__WRITTEN TASK__
Echo the data from the line with "Could you please outline every instance of the support" up to and including the line with "Please outline every instance of the support cable.", reproducing each line verbatim.

Stored data entries
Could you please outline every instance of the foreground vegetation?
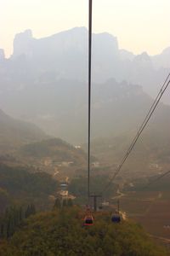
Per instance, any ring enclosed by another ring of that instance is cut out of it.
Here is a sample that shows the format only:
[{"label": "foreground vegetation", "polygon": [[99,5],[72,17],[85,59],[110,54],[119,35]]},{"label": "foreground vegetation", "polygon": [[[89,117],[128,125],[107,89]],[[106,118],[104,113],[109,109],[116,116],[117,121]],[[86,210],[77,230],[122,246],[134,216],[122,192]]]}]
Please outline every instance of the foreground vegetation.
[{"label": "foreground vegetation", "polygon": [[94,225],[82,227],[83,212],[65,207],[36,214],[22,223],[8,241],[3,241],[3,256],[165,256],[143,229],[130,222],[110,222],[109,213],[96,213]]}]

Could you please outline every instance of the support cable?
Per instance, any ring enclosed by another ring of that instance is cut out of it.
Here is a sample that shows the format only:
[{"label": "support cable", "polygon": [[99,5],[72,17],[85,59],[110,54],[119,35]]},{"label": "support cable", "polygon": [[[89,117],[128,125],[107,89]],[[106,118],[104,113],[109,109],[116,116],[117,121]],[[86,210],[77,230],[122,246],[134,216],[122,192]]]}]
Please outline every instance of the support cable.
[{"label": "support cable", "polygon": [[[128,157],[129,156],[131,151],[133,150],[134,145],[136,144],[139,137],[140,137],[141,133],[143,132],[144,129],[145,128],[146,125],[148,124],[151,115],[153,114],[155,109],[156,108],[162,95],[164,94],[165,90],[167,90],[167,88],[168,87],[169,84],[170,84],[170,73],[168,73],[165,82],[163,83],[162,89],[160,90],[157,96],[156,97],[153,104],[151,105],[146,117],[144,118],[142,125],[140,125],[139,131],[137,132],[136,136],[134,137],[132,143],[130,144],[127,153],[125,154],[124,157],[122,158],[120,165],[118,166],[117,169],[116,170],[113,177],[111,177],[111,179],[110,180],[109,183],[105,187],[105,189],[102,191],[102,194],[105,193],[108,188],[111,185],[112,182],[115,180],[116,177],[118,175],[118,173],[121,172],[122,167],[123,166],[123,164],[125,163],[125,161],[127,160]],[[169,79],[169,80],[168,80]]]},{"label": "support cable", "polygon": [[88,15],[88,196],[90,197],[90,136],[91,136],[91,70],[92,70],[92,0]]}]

__FINAL RESULT__
Could you please outline every instance of the support cable?
Per instance, any ring enclosed by another ring of that instance is cut out of it.
Here is a sample that shows the format only:
[{"label": "support cable", "polygon": [[99,5],[72,17],[85,59],[110,54],[119,35]]},{"label": "support cable", "polygon": [[[89,117],[128,125],[107,89]],[[106,118],[104,113],[109,109],[116,116],[117,121]],[[86,210],[77,230],[122,246],[134,216],[122,192]]]}]
Please outline every instance of the support cable.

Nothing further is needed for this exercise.